Excerpt to read:
────────────────────────────────────────
This repository is more a collection of code than a proper project. It is not usable in its actual state. It is badly commented (some comments are in french) and not clean code.
However this can be used as a base for a similar project. For anyone that would like some support at using some of the features please contact me.
The base concept is the following : Instead of generating waveform directly in the time domain (like https://github.com/ibab/tensorflow-wavenet) this AI music generator uses a more guided approach for the AI.
The database (not provided) is a list of FLP projects (FL studio software from Image-Line). After a pre-process done with a C# app, the data are extrected from the FLP projects. This application is based on https://github.com/monadgroup/FLParser.
Then a Python script transforms the data into a training database for the AI. The data types of the database are the following :
- Midi files with a fixed number of channels for each song, they are always a sequence of midi files for each song (Intro, Verses, Choruses, Outro).
- Samples of instruments from different FLP projects and a small encoding associated (based on frequency peaks).
- A file linking which sample have been used with which channel on the project.
To train the AI at generating some new songs a sequence of model are trained. Originally there was some google collab notebooks with how to train model but those files have been lost. However the training process is not very complicated.
-
First a small small-GPT3 model is trained using the INTRO midi files to propagate a sequence of note providing the first bar of the INTRO midi file. At generation the first bar is initialized randomly.
────────────────────────────────────────
Recorded data:
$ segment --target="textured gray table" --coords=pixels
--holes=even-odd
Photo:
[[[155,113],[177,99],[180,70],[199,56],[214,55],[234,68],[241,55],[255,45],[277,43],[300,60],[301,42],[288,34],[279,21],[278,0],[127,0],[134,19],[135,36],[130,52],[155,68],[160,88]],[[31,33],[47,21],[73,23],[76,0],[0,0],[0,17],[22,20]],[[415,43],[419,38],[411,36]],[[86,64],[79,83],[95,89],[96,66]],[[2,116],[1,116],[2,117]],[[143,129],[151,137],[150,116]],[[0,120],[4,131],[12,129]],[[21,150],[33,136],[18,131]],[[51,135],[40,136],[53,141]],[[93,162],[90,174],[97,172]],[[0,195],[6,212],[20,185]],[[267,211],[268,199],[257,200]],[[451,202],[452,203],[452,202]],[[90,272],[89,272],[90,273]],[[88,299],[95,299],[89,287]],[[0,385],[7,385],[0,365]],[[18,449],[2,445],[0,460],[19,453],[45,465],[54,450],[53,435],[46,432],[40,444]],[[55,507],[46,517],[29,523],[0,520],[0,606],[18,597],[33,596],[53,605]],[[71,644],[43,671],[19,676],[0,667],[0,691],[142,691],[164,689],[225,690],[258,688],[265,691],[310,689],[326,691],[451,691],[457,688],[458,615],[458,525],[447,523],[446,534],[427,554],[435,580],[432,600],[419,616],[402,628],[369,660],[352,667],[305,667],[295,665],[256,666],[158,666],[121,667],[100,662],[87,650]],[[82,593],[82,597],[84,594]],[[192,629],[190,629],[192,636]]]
────────────────────────────────────────
Tasks to perform:
1/ Please transcribe the passage of the AI music generator text starting with "- A file linking" and going on through "not very complicated.".
2/ Continue the AI music generator text from where it stops.
You won't need the material for this.

Results:
1/
- A file linking which sample have been used with which channel on the project.
To train the AI at generating some new songs a sequence of model are trained. Originally there was some google collab notebooks with how to train model but those files have been lost. However the training process is not very complicated.

2/
-
Then a series of seq2seq model are used from https://github.com/google/seq2seq. There is one Verse model, one Choruses, one Outro. This straegy has been used to ensure some coherence through the song. The models uses as input the output of the previous model in the sequence like this : INTRO --> Verse --> Chorus --> Outro. At generation time one can define a sequence with more than one Verses and Chorus for the song.
-
Now we associate a sample for each channel. To do this we train another seq2seq model at : giving the full sequence of note for all channels, predict the best peak encoding of samples to associate with each channels. At prediction time, we pick in the database the sample with the closest peak encoding result.
-
We then uses another seq2seq model to predict the pan, the volume, and the stereo of each note. All the channels are passed sequentially with the associated encoding of the chosen sample.
-
The obtained files can be used with the Python and the C# app to be converted to brand new FLP projects and can be exported to any format using FL Studio.
Again, this project is a complete draft at disposal of anyone who might have an interest in it, enjoy.